PROBLEMS TO WORK ON:
• 1. In the article on scoring CrossFit competitions, rewrite everything from "What Are We" down to "a multi-event process.", swapping "modal domains" for "movement domains".
• 2. According to the article on scoring CrossFit competitions, who was crowned the World's Fittest Man in 2009, and after how many events?

The question about how best to score a CrossFit competition has been a hot topic for a few years now. We have a new sport, and we have experimented with a variety of scoring formats. In this article, I will explore several of the key issues and the implications of each scoring approach.

First and foremost, the issues of the arbitrariness of rules and questions of fairness have been addressed in previous CrossFit Journal articles (Capacity, Standards, and Sport and All Other Things Being Equal: The CrossFit Fairness Doctrine). In sport, rules are agreed upon before the competition starts, and these rules are not necessarily fair. In boxing, you can't kick, but in kickboxing you can. Neither prescription is more inherently fair; the fairness comes in that each participant is governed by the same set of rules.

This, of course, brings up a different topic: the quality of judging. From Olympic boxing to Major League Baseball to high-school volleyball, almost every sporting event has fans complaining about the judging, reffing or umping. While this is an important topic, it’s quite outside the scope of this article.

So, before we dig into the question of which (if any) scoring system is ideal for a CrossFit competition, it’s essential to recognize that any reasonable system is legitimate because there is nothing wrong with arbitrary rules. Those rules might favor certain traits (intentionally or unintentionally), but that's true with every sport. Instead, we're going to explore the implications of different scoring systems and compare those to the intent of the competitions.

What Are We Testing?

Most sports have a clearly defined goal. A single ball, puck, discus, javelin, frisbee, or flag has to get somewhere. Or a distance must be covered. Or an opponent vanquished. Other sports have aesthetic and execution criteria that are judged, such as gymnastics, ice skating, and diving. For CrossFit, the general test is one of fitness.

Fitness is defined as increased work capacity across broad time and modal domains, which is a tricky thing to get your head around. No single test could possibly determine the fittest because each test is of a single time domain. Each reasonable test also has limited modal domains. So, any test of fitness must be a multi-event process.

The next obvious question is how many events do you need? The absolute answer is you need a number of events that will prevent different results and produce a consistent winner. Assuming there is such a thing as overall fitness, at some point adding tests of fitness will not change the determination. In 2009, we crowned Mikko Salo the World's Fittest Man after eight events. Would that have changed if we had made the competition 10 events? Twenty events? I don't think so.

DATA LISTING:
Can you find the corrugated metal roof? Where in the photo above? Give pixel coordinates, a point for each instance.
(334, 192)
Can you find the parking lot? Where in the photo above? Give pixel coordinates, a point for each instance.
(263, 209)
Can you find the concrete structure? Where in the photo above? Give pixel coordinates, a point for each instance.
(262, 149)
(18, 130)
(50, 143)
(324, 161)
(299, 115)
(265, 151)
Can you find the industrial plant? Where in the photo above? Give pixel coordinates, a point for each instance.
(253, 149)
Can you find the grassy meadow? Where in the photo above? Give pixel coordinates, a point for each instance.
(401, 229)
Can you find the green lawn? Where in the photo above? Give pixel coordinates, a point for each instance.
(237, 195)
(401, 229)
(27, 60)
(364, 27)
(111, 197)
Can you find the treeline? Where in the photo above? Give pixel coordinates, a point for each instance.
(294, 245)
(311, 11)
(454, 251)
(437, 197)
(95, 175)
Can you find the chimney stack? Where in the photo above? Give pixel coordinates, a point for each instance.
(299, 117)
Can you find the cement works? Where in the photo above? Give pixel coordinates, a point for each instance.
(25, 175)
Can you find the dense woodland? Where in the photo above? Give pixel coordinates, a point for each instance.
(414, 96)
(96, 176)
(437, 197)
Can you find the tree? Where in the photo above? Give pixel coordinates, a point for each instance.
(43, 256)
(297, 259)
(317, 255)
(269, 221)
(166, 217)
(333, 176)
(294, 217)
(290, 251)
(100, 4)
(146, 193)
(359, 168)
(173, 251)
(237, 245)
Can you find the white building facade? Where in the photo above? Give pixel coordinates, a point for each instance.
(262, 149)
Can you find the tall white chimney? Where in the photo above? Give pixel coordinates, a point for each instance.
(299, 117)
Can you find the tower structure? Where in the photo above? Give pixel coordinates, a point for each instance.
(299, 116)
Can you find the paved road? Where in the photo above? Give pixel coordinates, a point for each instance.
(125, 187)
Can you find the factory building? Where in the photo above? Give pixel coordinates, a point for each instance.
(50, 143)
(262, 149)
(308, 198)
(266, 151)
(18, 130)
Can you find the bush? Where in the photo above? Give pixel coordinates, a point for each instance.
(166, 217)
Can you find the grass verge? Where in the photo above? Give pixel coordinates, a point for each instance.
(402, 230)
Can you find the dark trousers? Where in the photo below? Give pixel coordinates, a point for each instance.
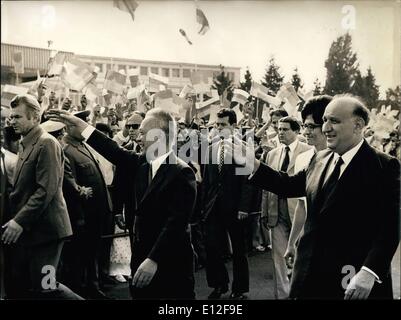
(31, 272)
(216, 229)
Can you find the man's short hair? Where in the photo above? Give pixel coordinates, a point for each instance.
(165, 119)
(315, 107)
(294, 124)
(360, 109)
(33, 107)
(278, 113)
(225, 112)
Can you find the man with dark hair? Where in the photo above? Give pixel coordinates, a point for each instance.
(39, 218)
(352, 227)
(278, 212)
(222, 191)
(162, 256)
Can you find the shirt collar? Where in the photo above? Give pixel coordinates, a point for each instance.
(158, 162)
(292, 145)
(349, 155)
(32, 135)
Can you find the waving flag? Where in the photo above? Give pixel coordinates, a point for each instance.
(115, 82)
(240, 96)
(76, 74)
(201, 19)
(202, 80)
(18, 61)
(185, 36)
(155, 81)
(128, 6)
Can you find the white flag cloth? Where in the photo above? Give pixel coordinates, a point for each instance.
(202, 80)
(115, 82)
(240, 96)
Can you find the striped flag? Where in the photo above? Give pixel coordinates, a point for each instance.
(155, 81)
(202, 80)
(133, 75)
(18, 61)
(76, 74)
(201, 19)
(186, 90)
(128, 6)
(240, 96)
(8, 92)
(56, 66)
(115, 82)
(261, 92)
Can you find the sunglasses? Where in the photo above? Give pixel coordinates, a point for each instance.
(311, 126)
(132, 126)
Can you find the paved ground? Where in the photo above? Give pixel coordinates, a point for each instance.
(261, 283)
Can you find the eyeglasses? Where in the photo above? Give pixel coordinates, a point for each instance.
(311, 126)
(132, 126)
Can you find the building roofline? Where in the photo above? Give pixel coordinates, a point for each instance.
(129, 59)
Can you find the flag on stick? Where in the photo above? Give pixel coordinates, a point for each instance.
(185, 36)
(240, 96)
(155, 81)
(76, 74)
(56, 66)
(201, 19)
(9, 92)
(115, 82)
(133, 75)
(18, 61)
(128, 6)
(201, 80)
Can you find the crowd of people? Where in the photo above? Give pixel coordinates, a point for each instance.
(106, 196)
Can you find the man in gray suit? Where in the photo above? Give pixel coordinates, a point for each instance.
(278, 212)
(39, 218)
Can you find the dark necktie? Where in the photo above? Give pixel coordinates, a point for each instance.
(221, 160)
(333, 178)
(286, 160)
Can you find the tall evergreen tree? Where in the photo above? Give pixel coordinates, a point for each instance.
(221, 82)
(247, 84)
(273, 80)
(371, 95)
(393, 98)
(342, 66)
(317, 89)
(296, 80)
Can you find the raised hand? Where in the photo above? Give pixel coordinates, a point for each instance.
(74, 124)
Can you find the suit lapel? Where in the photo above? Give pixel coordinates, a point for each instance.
(24, 157)
(161, 178)
(347, 179)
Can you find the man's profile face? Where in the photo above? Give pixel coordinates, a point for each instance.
(21, 122)
(285, 134)
(224, 128)
(313, 131)
(339, 126)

TASK SOLUTIONS:
• 1.
What Are We Testing?

Most sports have a clearly defined goal. A single ball, puck, discus, javelin, frisbee, or flag has to get somewhere. Or a distance must be covered. Or an opponent vanquished. Other sports have aesthetic and execution criteria that are judged, such as gymnastics, ice skating, and diving. For CrossFit, the general test is one of fitness.

Fitness is defined as increased work capacity across broad time and movement domains, which is a tricky thing to get your head around. No single test could possibly determine the fittest because each test is of a single time domain. Each reasonable test also has limited movement domains. So, any test of fitness must be a multi-event process.

• 2. Mikko Salo, after eight events.